§ 課題 A:
給与明細の作成方法についての文章を、一字も変えずに全文書き写してください。

§ 引用文:
○ ○ ○ ○ ○ ○ ○

給与明細の作成方法
給与明細は法律によって発行する義務があります。従業員に対する法律といえば「労働基準法」をイメージしますが、実はこの労働基準法では給与明細の発行は義務付けられていません。
しかし重要なのは、労働基準法ではなく「所得税法」です。所得税法231条では、給与明細の発行が義務付けられていることをご存知でしょうか。他にも、健康保険や厚生年金保険の給与に関係する項目の法律において、給与から保険料を差し引いた金額や計算書、計算内容を被保険者に対して通知する必要があるとされています。
複数の法律により、控除額を社員に通知する必要がある「給与明細」という1つのフォーマットにまとめて配布しています。つまり、「給与明細」の発行は義務でなくとも、同様の計算書は通知義務があるため、給与明細を発行する必要があるでしょう。毎月発生する給与計算の業務と同時に、給与明細を作成し配布します。

○ ○ ○ ○ ○ ○ ○

§ 提供情報:
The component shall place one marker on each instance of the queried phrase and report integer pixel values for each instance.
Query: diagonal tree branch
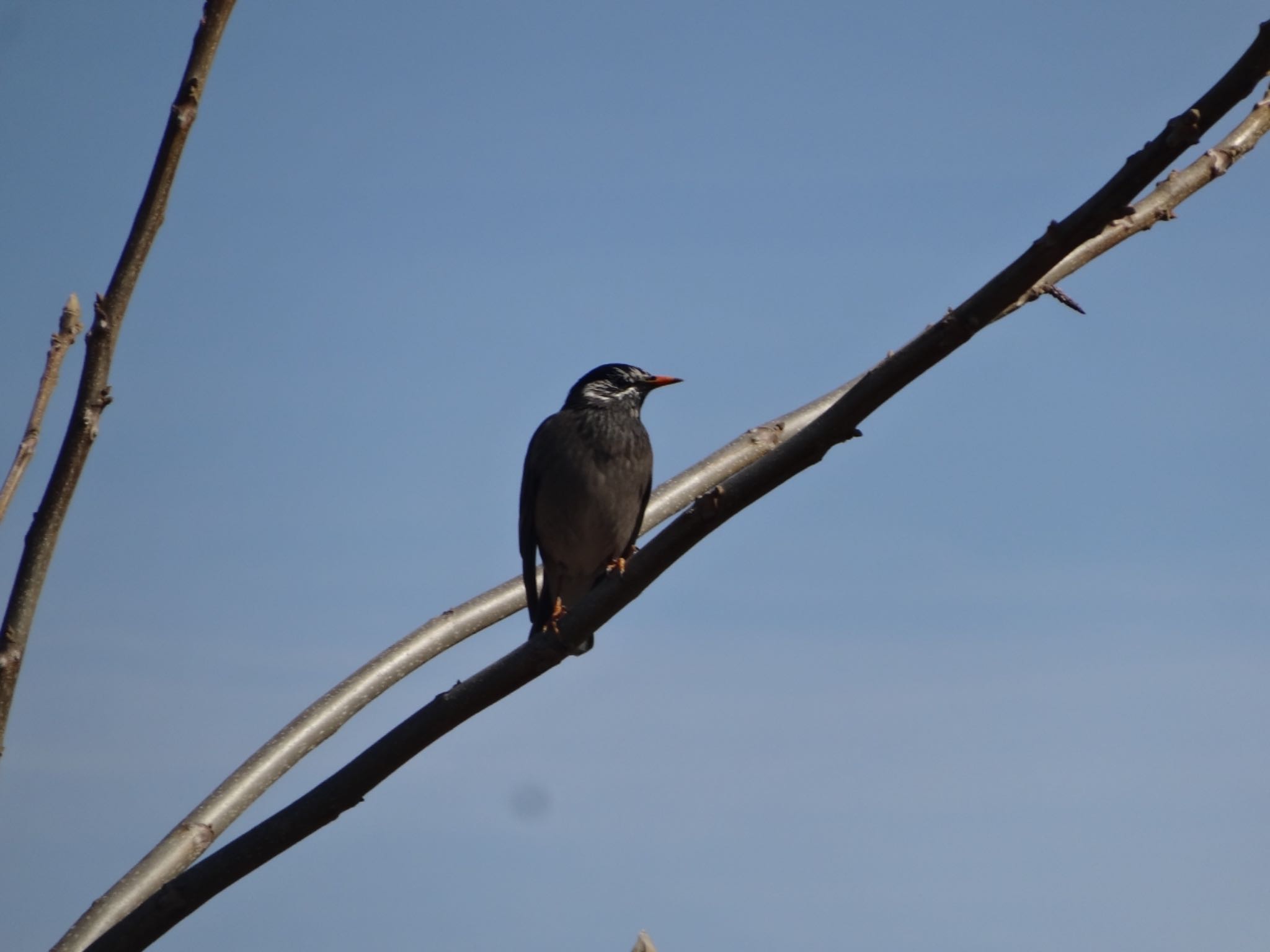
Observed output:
(94, 389)
(68, 329)
(1064, 247)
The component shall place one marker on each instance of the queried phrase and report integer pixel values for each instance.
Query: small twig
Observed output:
(833, 425)
(68, 329)
(1062, 296)
(94, 389)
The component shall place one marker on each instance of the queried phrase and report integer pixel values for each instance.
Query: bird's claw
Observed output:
(553, 622)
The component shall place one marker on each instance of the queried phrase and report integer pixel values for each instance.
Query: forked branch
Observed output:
(833, 420)
(68, 329)
(94, 387)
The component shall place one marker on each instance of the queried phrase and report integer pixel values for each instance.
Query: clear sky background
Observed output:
(991, 678)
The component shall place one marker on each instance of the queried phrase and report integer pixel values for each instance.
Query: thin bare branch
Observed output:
(321, 720)
(1160, 205)
(68, 329)
(94, 389)
(848, 408)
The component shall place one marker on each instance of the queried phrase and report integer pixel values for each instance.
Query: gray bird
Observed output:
(587, 477)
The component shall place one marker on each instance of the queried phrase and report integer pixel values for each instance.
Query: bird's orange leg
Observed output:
(558, 612)
(620, 562)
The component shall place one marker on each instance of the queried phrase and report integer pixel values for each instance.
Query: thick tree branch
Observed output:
(848, 408)
(321, 720)
(68, 329)
(94, 389)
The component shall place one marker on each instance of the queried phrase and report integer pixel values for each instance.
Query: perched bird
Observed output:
(587, 477)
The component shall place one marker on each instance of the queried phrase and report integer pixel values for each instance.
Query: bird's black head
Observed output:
(615, 386)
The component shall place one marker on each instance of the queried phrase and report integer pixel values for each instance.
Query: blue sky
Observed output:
(990, 678)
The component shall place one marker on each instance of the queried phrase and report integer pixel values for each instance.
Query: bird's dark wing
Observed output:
(530, 532)
(639, 516)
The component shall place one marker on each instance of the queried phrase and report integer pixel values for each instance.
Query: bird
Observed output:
(588, 472)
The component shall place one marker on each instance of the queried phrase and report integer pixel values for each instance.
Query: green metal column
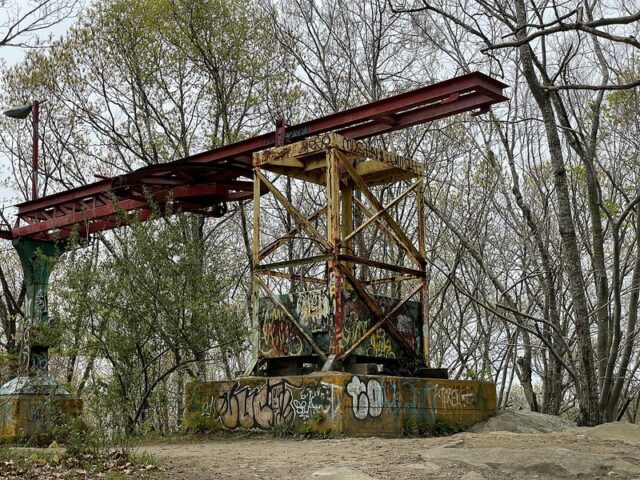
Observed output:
(38, 259)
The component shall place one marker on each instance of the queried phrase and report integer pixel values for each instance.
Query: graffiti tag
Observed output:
(367, 397)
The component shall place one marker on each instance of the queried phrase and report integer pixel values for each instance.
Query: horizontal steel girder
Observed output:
(223, 174)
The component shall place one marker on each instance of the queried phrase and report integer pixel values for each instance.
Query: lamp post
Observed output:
(21, 112)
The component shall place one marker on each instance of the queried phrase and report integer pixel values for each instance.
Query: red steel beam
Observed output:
(92, 207)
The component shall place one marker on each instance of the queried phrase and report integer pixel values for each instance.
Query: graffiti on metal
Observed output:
(278, 336)
(358, 319)
(313, 309)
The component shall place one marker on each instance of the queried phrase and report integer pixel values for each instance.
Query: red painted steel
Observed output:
(198, 182)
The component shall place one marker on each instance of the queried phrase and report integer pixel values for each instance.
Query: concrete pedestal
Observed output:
(338, 403)
(35, 416)
(33, 406)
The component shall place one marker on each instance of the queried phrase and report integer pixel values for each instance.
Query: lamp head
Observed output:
(20, 112)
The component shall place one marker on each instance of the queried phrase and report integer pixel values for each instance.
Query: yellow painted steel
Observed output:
(338, 403)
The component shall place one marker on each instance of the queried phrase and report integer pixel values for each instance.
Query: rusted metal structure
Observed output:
(333, 319)
(200, 182)
(205, 182)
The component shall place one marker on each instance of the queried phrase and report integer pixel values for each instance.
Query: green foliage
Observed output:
(430, 427)
(153, 302)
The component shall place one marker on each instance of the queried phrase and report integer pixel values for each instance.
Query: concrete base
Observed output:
(35, 416)
(338, 403)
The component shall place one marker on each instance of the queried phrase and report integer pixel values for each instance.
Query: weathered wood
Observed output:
(424, 292)
(374, 216)
(346, 245)
(276, 244)
(333, 234)
(295, 213)
(382, 265)
(293, 263)
(274, 298)
(256, 219)
(375, 310)
(383, 228)
(394, 279)
(378, 206)
(292, 276)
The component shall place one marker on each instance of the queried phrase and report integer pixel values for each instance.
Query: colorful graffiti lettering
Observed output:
(264, 407)
(317, 400)
(380, 345)
(354, 328)
(367, 397)
(406, 327)
(279, 336)
(455, 396)
(313, 309)
(271, 405)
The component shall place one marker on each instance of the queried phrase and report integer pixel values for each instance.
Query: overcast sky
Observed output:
(10, 56)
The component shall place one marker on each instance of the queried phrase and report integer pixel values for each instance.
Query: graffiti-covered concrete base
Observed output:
(337, 403)
(35, 416)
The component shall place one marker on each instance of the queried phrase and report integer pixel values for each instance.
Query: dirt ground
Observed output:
(609, 451)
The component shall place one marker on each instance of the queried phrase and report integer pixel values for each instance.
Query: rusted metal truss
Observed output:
(203, 182)
(341, 166)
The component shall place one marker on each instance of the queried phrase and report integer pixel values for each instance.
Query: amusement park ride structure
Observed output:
(329, 152)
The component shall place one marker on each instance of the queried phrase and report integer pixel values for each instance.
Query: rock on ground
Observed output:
(521, 421)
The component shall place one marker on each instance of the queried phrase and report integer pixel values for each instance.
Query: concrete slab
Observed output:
(338, 403)
(35, 416)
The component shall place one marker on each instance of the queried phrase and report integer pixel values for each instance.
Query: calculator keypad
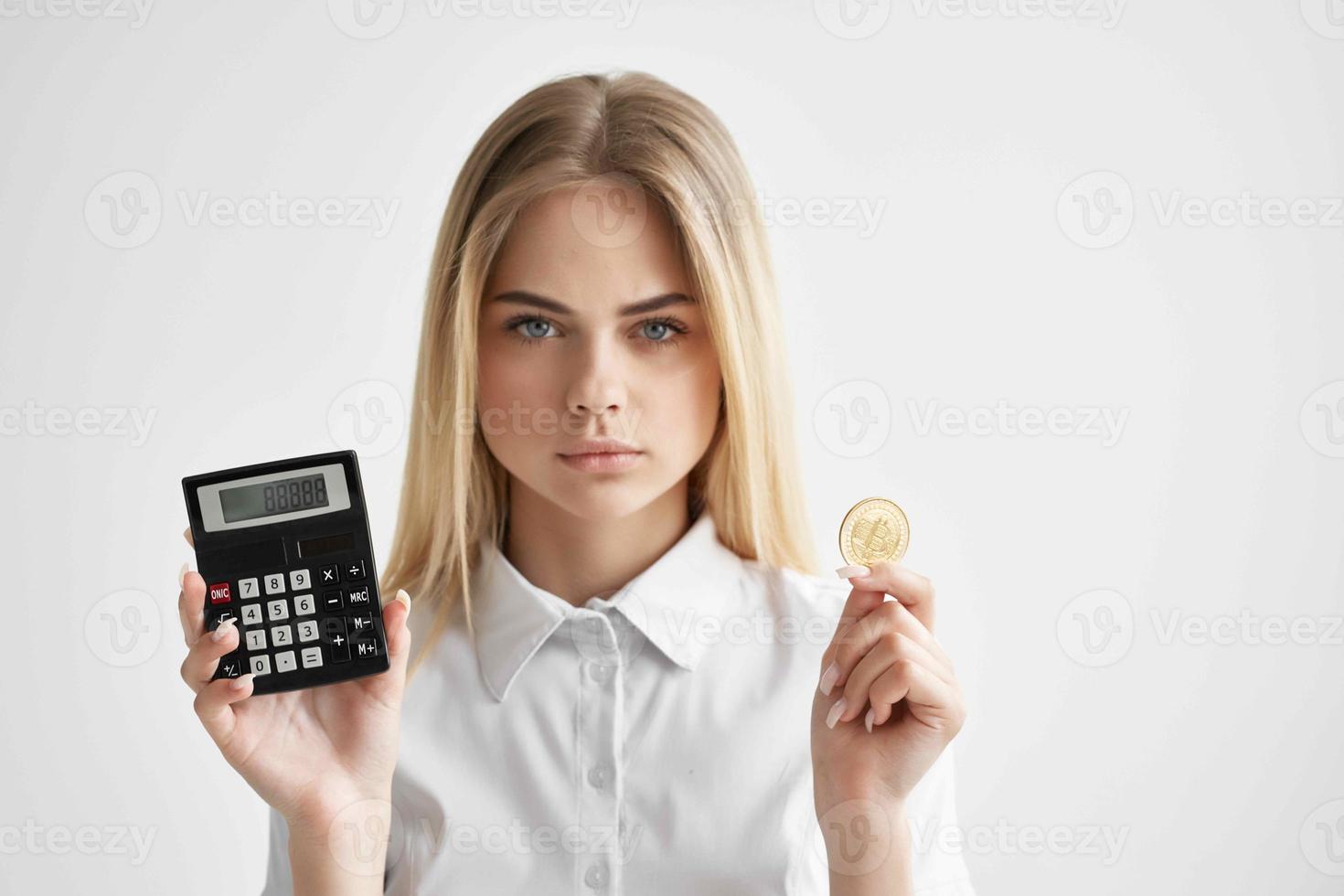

○ ○ ○ ○ ○ ○ ○

§ 課題 B:
上の一覧で「tree」という語を含む行がいくつあるか、数だけを答えてください。

§ 解答 A:
給与明細の作成方法
給与明細は法律によって発行する義務があります。従業員に対する法律といえば「労働基準法」をイメージしますが、実はこの労働基準法では給与明細の発行は義務付けられていません。
しかし重要なのは、労働基準法ではなく「所得税法」です。所得税法231条では、給与明細の発行が義務付けられていることをご存知でしょうか。他にも、健康保険や厚生年金保険の給与に関係する項目の法律において、給与から保険料を差し引いた金額や計算書、計算内容を被保険者に対して通知する必要があるとされています。
複数の法律により、控除額を社員に通知する必要がある「給与明細」という1つのフォーマットにまとめて配布しています。つまり、「給与明細」の発行は義務でなくとも、同様の計算書は通知義務があるため、給与明細を発行する必要があるでしょう。毎月発生する給与計算の業務と同時に、給与明細を作成し配布します。

§ 解答 B:
2